##### ENTRIES SHOWN

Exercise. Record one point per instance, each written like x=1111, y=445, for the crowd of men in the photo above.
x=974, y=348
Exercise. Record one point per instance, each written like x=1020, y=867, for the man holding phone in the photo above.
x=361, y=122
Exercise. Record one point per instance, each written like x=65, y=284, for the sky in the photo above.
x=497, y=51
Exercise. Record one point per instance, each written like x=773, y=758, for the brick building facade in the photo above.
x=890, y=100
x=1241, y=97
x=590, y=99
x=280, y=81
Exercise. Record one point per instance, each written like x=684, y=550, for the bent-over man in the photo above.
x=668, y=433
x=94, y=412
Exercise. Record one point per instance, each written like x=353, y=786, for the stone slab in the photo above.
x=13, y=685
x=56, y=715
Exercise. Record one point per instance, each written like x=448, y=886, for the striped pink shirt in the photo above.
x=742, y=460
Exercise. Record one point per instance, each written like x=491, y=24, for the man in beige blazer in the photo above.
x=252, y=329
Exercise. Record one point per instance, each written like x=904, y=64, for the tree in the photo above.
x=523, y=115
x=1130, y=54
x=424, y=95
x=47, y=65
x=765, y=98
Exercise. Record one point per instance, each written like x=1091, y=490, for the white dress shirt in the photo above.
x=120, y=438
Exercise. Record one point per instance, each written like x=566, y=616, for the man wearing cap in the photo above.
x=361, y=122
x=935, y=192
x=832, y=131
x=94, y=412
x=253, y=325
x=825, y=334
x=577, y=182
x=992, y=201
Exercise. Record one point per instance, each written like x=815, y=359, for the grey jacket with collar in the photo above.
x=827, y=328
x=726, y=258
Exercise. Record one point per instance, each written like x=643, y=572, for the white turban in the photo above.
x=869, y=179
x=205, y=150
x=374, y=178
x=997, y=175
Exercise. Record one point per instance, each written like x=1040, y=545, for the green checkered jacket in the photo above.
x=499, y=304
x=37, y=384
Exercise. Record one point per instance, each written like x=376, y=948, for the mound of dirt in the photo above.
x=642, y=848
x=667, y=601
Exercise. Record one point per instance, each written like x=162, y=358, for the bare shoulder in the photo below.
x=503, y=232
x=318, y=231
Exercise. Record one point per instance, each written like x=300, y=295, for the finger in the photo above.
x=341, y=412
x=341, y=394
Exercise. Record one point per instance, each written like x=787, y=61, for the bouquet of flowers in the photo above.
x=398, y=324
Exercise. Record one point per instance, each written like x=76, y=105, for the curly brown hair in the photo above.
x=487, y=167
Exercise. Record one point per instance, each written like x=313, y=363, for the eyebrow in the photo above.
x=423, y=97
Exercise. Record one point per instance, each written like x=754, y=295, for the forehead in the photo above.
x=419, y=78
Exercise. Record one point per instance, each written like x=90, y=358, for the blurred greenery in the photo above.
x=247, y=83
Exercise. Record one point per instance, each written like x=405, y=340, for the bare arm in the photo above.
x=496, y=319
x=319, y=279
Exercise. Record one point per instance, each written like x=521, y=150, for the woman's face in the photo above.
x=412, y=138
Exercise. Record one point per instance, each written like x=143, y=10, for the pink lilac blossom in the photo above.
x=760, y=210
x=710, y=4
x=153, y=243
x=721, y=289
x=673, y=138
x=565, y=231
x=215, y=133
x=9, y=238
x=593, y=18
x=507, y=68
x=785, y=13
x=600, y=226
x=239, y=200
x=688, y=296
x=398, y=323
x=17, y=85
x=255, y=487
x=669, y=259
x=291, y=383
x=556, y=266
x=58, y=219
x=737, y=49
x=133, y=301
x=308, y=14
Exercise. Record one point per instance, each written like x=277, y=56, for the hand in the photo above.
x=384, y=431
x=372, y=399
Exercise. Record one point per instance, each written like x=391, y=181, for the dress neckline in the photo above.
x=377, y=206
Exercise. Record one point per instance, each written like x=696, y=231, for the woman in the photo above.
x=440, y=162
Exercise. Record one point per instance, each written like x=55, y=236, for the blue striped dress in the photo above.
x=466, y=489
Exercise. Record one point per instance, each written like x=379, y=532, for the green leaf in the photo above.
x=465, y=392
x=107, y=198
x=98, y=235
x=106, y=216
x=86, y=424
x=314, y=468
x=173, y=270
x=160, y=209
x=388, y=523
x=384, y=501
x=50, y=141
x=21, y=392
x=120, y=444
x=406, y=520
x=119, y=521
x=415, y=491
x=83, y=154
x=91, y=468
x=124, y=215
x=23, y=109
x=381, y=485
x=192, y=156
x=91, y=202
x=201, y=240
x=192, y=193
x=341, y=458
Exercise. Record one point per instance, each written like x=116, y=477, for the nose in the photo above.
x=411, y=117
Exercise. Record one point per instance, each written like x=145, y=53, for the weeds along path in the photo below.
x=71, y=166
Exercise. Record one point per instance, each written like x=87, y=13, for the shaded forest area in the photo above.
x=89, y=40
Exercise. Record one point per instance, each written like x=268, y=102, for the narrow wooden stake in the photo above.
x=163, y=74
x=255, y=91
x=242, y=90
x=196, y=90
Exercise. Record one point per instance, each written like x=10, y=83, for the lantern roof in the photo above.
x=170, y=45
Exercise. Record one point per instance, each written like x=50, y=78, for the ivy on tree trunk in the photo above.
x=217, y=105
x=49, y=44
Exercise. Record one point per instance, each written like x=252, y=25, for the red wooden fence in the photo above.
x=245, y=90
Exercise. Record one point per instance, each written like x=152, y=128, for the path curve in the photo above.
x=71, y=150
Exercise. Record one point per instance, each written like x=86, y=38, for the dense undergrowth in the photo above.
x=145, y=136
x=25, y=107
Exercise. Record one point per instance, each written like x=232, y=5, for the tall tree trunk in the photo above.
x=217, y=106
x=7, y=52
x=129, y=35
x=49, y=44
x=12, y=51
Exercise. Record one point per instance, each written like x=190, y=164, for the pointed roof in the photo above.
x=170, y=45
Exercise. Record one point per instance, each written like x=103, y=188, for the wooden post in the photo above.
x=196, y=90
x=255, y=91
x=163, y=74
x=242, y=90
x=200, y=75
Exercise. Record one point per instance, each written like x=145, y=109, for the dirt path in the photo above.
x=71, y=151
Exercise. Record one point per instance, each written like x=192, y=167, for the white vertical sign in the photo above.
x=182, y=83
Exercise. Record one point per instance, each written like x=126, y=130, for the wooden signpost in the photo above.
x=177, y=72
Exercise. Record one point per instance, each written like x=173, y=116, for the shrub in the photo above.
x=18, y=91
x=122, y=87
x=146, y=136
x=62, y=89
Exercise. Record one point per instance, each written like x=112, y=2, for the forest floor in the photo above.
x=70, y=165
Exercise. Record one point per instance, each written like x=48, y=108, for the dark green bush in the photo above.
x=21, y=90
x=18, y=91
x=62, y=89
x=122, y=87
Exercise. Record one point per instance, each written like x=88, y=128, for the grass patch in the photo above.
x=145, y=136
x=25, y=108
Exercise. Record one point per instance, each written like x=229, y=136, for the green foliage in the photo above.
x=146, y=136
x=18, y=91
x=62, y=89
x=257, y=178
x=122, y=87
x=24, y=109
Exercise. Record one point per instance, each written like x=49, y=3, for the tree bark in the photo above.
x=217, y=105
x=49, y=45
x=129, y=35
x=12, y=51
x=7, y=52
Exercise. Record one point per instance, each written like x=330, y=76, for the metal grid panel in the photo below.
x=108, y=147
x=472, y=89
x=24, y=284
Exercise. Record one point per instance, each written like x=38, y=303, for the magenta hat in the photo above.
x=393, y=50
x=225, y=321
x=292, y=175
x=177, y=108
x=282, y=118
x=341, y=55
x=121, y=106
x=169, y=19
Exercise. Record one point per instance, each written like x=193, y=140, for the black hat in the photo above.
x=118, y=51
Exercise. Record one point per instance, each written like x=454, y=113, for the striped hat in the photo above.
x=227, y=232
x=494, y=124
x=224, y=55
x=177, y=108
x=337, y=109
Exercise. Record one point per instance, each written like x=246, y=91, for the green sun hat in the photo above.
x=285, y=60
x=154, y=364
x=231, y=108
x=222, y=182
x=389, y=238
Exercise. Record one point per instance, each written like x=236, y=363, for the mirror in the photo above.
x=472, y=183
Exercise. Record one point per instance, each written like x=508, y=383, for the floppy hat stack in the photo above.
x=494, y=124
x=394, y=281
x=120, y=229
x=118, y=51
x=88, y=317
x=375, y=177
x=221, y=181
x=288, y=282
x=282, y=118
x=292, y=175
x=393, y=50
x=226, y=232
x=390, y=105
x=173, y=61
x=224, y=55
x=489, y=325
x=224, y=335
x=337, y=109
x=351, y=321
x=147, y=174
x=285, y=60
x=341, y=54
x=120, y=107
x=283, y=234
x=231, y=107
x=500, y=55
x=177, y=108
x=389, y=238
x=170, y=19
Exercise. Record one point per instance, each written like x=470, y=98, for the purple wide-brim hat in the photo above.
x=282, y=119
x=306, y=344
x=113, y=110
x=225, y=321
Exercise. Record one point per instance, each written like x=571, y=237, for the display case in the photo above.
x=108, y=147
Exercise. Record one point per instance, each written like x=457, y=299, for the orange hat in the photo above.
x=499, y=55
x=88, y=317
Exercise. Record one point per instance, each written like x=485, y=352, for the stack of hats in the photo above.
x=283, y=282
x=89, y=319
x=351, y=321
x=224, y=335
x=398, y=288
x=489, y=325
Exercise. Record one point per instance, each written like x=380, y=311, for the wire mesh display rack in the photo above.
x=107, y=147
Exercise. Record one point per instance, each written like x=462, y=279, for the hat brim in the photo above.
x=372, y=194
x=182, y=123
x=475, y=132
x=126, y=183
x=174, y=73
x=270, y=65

##########

YOUR INSTRUCTIONS:
The response is the exact set of lines from the one holding "sun hat in the photo above." through the last line of the material.

SOLUTION:
Exercise. Record one point per instance, each written like x=246, y=91, for the green sun hat in the photo above.
x=285, y=60
x=154, y=364
x=231, y=108
x=222, y=182
x=389, y=238
Exercise. Record one point per instance, each written like x=236, y=363, for the mirror in the photo above.
x=472, y=183
Exercise. Record one point per instance, each written like x=508, y=383, for the floppy hat stack in the photo above.
x=494, y=124
x=394, y=281
x=120, y=229
x=118, y=51
x=88, y=317
x=375, y=177
x=221, y=181
x=288, y=282
x=282, y=118
x=292, y=175
x=393, y=50
x=226, y=232
x=390, y=105
x=173, y=61
x=224, y=55
x=489, y=325
x=224, y=335
x=337, y=109
x=351, y=321
x=147, y=174
x=285, y=60
x=341, y=54
x=120, y=107
x=283, y=234
x=231, y=107
x=500, y=55
x=177, y=108
x=389, y=238
x=170, y=19
Exercise. Record one point per instance, each written like x=470, y=98, for the purple wide-brim hat in the photo above.
x=282, y=119
x=306, y=344
x=113, y=110
x=225, y=321
Exercise. Record one point per instance, each written like x=571, y=237, for the display case in the photo above.
x=108, y=147
Exercise. Record one point per instance, each written like x=457, y=299, for the orange hat in the photo above.
x=499, y=55
x=88, y=317
Exercise. Record one point per instance, each written like x=485, y=352, for the stack of hats in the photo above.
x=283, y=282
x=89, y=319
x=351, y=321
x=224, y=335
x=398, y=288
x=489, y=325
Exercise. Record one point per instance, each written like x=380, y=311, for the wire mesh display rack in the photo above.
x=107, y=147
Exercise. Record one point per instance, each written like x=462, y=279, for the hat brim in the photo above.
x=372, y=194
x=182, y=123
x=475, y=132
x=126, y=183
x=174, y=73
x=270, y=65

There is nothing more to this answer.